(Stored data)
──────────

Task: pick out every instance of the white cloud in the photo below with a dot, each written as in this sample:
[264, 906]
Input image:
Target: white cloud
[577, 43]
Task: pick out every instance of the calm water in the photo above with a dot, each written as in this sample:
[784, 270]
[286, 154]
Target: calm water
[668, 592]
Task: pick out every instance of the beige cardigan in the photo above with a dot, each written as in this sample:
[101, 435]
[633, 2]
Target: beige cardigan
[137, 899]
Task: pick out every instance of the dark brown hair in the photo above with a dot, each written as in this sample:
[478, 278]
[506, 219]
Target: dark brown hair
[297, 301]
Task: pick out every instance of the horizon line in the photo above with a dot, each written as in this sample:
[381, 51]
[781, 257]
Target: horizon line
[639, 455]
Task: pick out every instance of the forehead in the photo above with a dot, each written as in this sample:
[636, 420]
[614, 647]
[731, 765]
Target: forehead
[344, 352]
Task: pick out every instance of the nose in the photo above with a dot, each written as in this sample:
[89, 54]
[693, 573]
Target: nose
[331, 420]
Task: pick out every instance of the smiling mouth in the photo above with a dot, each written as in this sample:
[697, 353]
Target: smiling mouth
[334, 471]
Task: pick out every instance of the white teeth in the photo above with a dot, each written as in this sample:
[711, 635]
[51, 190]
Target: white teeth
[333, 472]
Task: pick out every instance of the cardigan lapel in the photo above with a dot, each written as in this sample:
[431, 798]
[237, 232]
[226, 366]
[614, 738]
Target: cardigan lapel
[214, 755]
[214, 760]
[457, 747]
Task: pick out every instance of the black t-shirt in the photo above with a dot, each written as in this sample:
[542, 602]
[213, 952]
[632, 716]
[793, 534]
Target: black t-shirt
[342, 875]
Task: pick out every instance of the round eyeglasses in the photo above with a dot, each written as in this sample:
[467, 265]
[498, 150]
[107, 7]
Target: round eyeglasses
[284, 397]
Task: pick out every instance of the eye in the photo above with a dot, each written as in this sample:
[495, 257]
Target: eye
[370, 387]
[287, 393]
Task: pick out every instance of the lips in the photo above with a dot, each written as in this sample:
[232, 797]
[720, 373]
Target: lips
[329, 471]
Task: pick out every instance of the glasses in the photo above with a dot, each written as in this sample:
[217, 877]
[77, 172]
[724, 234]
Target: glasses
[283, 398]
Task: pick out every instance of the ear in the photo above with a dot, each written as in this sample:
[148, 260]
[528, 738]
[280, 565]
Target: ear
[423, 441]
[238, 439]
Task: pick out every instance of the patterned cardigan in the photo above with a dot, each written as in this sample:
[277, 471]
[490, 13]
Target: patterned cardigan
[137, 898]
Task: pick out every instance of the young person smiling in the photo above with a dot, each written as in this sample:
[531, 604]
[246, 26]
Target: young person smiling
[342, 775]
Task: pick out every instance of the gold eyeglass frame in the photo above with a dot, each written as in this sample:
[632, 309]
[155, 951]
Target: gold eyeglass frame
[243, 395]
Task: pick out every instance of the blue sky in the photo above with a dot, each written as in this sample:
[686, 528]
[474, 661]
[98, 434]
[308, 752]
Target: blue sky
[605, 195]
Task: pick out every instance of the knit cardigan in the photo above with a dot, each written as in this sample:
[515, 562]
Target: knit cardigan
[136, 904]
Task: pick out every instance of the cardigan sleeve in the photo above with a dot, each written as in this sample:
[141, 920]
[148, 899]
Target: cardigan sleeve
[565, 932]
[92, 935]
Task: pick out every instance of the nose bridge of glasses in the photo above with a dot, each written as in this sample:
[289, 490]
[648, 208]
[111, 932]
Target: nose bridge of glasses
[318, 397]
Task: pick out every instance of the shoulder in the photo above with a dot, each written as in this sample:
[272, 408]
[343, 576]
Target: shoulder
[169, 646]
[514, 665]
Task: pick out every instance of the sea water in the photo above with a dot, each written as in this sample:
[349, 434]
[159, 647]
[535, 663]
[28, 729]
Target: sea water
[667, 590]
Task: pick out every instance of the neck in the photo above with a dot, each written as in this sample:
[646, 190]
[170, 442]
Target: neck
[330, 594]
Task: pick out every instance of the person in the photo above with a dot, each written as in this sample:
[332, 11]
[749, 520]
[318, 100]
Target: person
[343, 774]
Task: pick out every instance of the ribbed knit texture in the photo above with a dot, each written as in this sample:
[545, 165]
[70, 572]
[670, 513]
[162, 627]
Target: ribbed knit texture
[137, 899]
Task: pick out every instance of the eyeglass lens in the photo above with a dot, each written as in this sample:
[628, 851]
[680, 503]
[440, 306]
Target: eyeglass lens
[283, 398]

──────────

Can you recast all the items above as a numbered list, one line per entry and with blank lines left out?

◆ Written solution
1. Task: pick out every instance of the white cloud in the photo below with a dot, each written as in this sample:
2. [264, 906]
3. Input image:
4. Target: white cloud
5. [577, 43]
6. Task: pick out every instance of the calm water in the photo above with a dot, each written as in this sample:
7. [784, 270]
8. [286, 154]
9. Target: calm water
10. [668, 592]
11. Task: pick out every instance of the beige cardigan in the photo above with a dot, each written as in this sample:
12. [101, 435]
13. [633, 2]
14. Target: beige cardigan
15. [137, 899]
16. Task: pick out every instance of the dark brown hair in the photo above with a dot, each written as in this sample:
17. [478, 278]
18. [506, 219]
19. Target: dark brown hair
20. [297, 301]
21. Task: pick out every instance of the horizon line in the photo above with a dot, each written as in this sample:
22. [381, 51]
23. [781, 257]
24. Target: horizon line
25. [639, 455]
26. Task: pick out every instance of the forehead in the photo above with a dot, each written as in this sample:
27. [636, 420]
28. [614, 647]
29. [731, 765]
30. Target: forehead
31. [344, 352]
32. Task: pick out every instance of the nose in the photo above with a dot, each written as in this sample:
33. [89, 54]
34. [693, 573]
35. Target: nose
36. [331, 420]
37. Task: pick out every instance of the smiling mouth in the photo above with a dot, each written as in this sample:
38. [697, 353]
39. Target: smiling mouth
40. [334, 471]
41. Task: pick out every instance of the white teeth in the photo above with a dot, each written as in this sample:
42. [711, 635]
43. [51, 190]
44. Target: white teeth
45. [333, 472]
46. Task: pick out every instance of the cardigan lapel in the photo above with a dot, each written as in this sample:
47. [431, 798]
48. [237, 232]
49. [226, 366]
50. [614, 738]
51. Target: cardigan lapel
52. [214, 755]
53. [214, 760]
54. [457, 747]
55. Task: pick out every instance of the black t-shirt in the photo above with a dot, each written as in this sample:
56. [542, 602]
57. [213, 952]
58. [632, 716]
59. [793, 534]
60. Target: black t-shirt
61. [342, 875]
62. Task: pick out every instance of the round eyeglasses in the photo above with a dot, each written as in this sample:
63. [467, 265]
64. [498, 150]
65. [107, 7]
66. Target: round eyeglasses
67. [284, 397]
68. Task: pick out every instance of the eye in the photo above with a dot, each written as in this sample:
69. [495, 257]
70. Target: eye
71. [370, 387]
72. [287, 393]
73. Task: pick out every instance of the lips in the photo above with a dot, each written as in this sample:
74. [232, 797]
75. [720, 373]
76. Target: lips
77. [329, 471]
78. Task: pick out every instance of the glasses in the photo above with a dot, each written as in this sample:
79. [217, 877]
80. [77, 172]
81. [724, 234]
82. Target: glasses
83. [283, 398]
84. Task: pick out every instance of the ear in the photo above with a dot, each written as in this sample:
85. [148, 260]
86. [528, 738]
87. [280, 565]
88. Target: ear
89. [423, 441]
90. [238, 439]
91. Task: pick out every instance of the patterned cardigan in the photo above with a dot, each written as in this sample:
92. [277, 471]
93. [490, 13]
94. Target: patterned cardigan
95. [137, 898]
96. Task: pick out every instance of the young person smiling in the photo above with a dot, each written as in this sample:
97. [531, 604]
98. [246, 26]
99. Target: young person smiling
100. [342, 775]
101. Task: pick out every instance of the gold eyeglass frame in the photo above with a dot, each written as in this sample:
102. [632, 309]
103. [155, 951]
104. Target: gold eyeglass frame
105. [243, 395]
106. Task: pick out every instance of the blue sky in the photo above with a dot, each written as in this sample:
107. [686, 528]
108. [474, 661]
109. [98, 434]
110. [308, 752]
111. Target: blue sky
112. [605, 195]
113. Task: pick out every instance of the knit cardigan in the photo above with a dot, each written as in this sample:
114. [515, 562]
115. Target: knit cardigan
116. [136, 904]
117. Task: pick out every instance of the cardigan sleeve in the photo above with a dot, each written as in this sample:
118. [141, 920]
119. [148, 899]
120. Target: cardigan sleeve
121. [565, 932]
122. [92, 935]
123. Task: pick out every instance of the nose bridge of glasses in the photo above with a dot, each written as in this sample:
124. [289, 490]
125. [648, 208]
126. [111, 932]
127. Target: nose bridge of glasses
128. [318, 397]
129. Task: pick out every instance of the shoulder in the photo above with a dot, each written as in this sample:
130. [272, 408]
131. [343, 576]
132. Target: shoulder
133. [169, 646]
134. [514, 665]
135. Task: pick out every instance of the sea water in the photo above with a dot, each written as in this sample:
136. [349, 434]
137. [159, 647]
138. [535, 663]
139. [28, 729]
140. Target: sea water
141. [667, 590]
142. Task: pick out every instance of the neck in the photo above with a dot, each written as in this sample:
143. [646, 190]
144. [170, 442]
145. Target: neck
146. [330, 594]
147. Task: pick out every instance of the person in the photo above with a dot, each written as in this sample:
148. [332, 11]
149. [749, 520]
150. [318, 100]
151. Target: person
152. [343, 774]
153. Task: pick out every instance of the ribbed knit texture in the photo above with a dot, each written as in this sample:
154. [545, 165]
155. [70, 572]
156. [670, 513]
157. [162, 627]
158. Target: ribbed knit texture
159. [137, 899]
160. Task: pick out every instance of the eyeglass lens in the photo above with a dot, each written as in this sample:
161. [628, 851]
162. [680, 503]
163. [440, 306]
164. Target: eyeglass lens
165. [283, 398]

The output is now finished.